:: Instructions for the task ::
Quote every line of all the items below word for word, without altering anything.

:: Records from a point-labeling set ::

====

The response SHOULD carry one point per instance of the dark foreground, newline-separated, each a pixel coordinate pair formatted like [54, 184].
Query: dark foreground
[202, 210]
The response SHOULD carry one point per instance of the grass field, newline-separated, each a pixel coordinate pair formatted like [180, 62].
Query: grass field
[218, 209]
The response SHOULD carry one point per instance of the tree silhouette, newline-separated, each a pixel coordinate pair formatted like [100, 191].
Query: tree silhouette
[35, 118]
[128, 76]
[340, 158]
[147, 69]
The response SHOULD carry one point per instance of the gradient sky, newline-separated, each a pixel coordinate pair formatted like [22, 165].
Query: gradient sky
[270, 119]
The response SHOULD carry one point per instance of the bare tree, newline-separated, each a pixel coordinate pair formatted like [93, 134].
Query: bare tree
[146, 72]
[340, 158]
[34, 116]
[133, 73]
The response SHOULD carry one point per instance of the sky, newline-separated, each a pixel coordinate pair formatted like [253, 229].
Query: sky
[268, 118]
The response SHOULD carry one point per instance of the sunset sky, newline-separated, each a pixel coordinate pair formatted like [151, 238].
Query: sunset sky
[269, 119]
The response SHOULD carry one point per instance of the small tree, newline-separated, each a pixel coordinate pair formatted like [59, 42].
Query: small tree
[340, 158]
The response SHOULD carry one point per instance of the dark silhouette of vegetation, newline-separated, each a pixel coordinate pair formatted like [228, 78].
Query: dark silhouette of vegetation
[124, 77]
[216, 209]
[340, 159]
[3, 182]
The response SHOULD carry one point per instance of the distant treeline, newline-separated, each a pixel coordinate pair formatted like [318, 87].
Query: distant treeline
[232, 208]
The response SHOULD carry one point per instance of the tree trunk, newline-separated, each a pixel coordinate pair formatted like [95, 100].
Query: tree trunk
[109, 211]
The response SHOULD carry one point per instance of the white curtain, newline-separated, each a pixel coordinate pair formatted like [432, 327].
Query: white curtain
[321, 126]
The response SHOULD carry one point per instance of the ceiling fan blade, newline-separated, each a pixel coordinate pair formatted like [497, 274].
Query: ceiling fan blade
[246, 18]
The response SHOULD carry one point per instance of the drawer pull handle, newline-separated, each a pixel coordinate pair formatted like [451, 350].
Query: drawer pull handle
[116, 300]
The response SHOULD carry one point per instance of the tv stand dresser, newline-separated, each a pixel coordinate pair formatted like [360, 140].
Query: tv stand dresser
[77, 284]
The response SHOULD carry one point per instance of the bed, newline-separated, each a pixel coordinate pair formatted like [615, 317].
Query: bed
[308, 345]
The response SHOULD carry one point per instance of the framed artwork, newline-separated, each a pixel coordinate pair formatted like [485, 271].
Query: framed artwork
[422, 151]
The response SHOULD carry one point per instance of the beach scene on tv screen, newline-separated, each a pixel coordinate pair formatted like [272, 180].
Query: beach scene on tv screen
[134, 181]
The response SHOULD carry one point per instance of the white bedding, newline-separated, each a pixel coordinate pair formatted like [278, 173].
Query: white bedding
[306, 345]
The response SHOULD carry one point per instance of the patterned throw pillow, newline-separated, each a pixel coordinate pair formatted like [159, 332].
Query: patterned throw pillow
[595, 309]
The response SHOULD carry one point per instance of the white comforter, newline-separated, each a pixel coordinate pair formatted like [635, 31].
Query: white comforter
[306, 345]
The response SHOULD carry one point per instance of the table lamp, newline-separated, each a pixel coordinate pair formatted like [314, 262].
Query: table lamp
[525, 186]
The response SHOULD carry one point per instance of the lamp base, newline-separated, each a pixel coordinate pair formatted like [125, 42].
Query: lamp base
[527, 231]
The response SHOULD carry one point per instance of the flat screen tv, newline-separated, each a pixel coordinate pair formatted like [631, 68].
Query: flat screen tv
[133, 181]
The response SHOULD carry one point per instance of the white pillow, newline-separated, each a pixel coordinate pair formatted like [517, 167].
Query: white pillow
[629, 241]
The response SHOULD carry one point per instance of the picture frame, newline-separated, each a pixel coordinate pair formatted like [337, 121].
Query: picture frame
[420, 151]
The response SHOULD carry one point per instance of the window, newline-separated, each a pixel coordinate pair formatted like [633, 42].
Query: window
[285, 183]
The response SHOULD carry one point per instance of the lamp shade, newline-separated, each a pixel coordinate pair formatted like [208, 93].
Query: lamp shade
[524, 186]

====

:: Complete answer ::
The response SHOULD carry one point per instance of the dark foreground, newline-separated, each a pixel coordinate pair formatted like [54, 184].
Query: dark foreground
[202, 210]
The response SHOULD carry one point per instance of the grass field, newline-separated, each a pixel coordinate pair formatted like [180, 62].
Query: grass field
[218, 209]
The response SHOULD carry one point per instance of the tree silhouette, newline-separated, each a pixel coordinate pair formatted like [100, 191].
Query: tree silhouette
[35, 118]
[128, 76]
[340, 158]
[147, 69]
The response SHOULD carry one point per instance of the gradient sky, newline-separated, each a pixel coordinate pair formatted like [22, 165].
Query: gradient sky
[270, 119]
The response SHOULD carry one point per instance of the bare tree, newline-separated, each a pixel coordinate pair formatted like [93, 134].
Query: bare tree
[146, 72]
[340, 158]
[34, 116]
[133, 73]
The response SHOULD carry one point per instance of the sky, newline-separated, each a pixel coordinate pair formatted like [253, 229].
Query: sky
[268, 118]
The response SHOULD carry one point per instance of the sunset sky, newline-separated, each a pixel coordinate pair formatted like [151, 238].
Query: sunset sky
[269, 119]
The response SHOULD carry one point per instance of the small tree, newline-separated, each a pixel coordinate pair formatted like [59, 42].
Query: small tree
[340, 158]
The response SHOULD carry one point per instance of the dark silhouette of vegetation, newline-separated, each a pixel coordinate pair formatted like [228, 78].
Query: dark silhouette of vegetation
[124, 77]
[216, 209]
[340, 159]
[3, 182]
The response SHOULD carry one point per instance of the distant treeline, newline-separated, each a pixel coordinate pair formatted like [318, 87].
Query: distant treeline
[232, 208]
The response SHOULD carry one point per instance of the tree trunk, newline-separated, each a pixel coordinate pair formatted like [95, 100].
Query: tree trunk
[109, 211]
The response SHOULD carry one point per instance of the white curtain, newline-separated, each a pixel coordinate pair formatted like [432, 327].
Query: white curtain
[321, 126]
The response SHOULD carry one point per instance of the ceiling fan blade, newline-separated, each a pixel coordinate pair formatted like [497, 274].
Query: ceiling fan blade
[246, 18]
The response SHOULD carry one point per instance of the drawer pull handle, newline-separated, each a pixel coordinate pair formatted like [451, 350].
Query: drawer pull handle
[116, 300]
The response SHOULD carry one point per instance of the tv stand dresser, newline-separated, each a pixel coordinate pair formatted like [360, 140].
Query: tv stand dresser
[77, 284]
The response SHOULD carry one point per instance of the bed, newline-separated, each a pixel coordinate pair formatted like [615, 317].
Query: bed
[308, 345]
The response SHOULD carry one point per instance of the framed artwork, newline-separated, each a pixel coordinate pair formatted like [485, 271].
Query: framed artwork
[422, 151]
The response SHOULD carry one point per instance of the beach scene on tv screen, newline-separated, each a pixel coordinate pair formatted like [272, 180].
Query: beach scene on tv screen
[134, 181]
The response SHOULD carry one point per instance of the white bedding, newline-separated, each a pixel coordinate pair formatted like [278, 173].
Query: white bedding
[306, 345]
The response SHOULD carry one point per instance of the patterned throw pillow, newline-separated, each a pixel coordinate pair formatted like [159, 332].
Query: patterned throw pillow
[595, 309]
The response SHOULD carry one point per instance of the white comforter, newline-separated, each a pixel coordinate pair formatted like [635, 31].
Query: white comforter
[306, 345]
The response SHOULD carry one point per instance of the table lamp, newline-separated, each a pixel coordinate pair formatted like [314, 262].
Query: table lamp
[525, 186]
The response SHOULD carry one point per instance of the lamp base, newline-separated, each a pixel coordinate pair formatted like [125, 42].
Query: lamp base
[527, 231]
The response SHOULD carry one point per instance of the flat screen tv, newline-separated, each a pixel coordinate pair formatted like [631, 68].
Query: flat screen tv
[133, 181]
The response SHOULD carry one point per instance of the white pillow, newline-separated, each a pixel coordinate pair formatted like [517, 167].
Query: white pillow
[629, 241]
The response SHOULD carry one point per instance of the picture frame, newline-separated, each a pixel coordinate pair formatted like [337, 121].
Query: picture frame
[420, 151]
The response SHOULD carry one point per instance of the window, newline-separated, each a pixel coordinate pair formatted like [633, 42].
Query: window
[285, 183]
The response SHOULD carry one point per instance of the lamp shade, newline-separated, each a pixel coordinate pair formatted like [208, 93].
Query: lamp shade
[524, 186]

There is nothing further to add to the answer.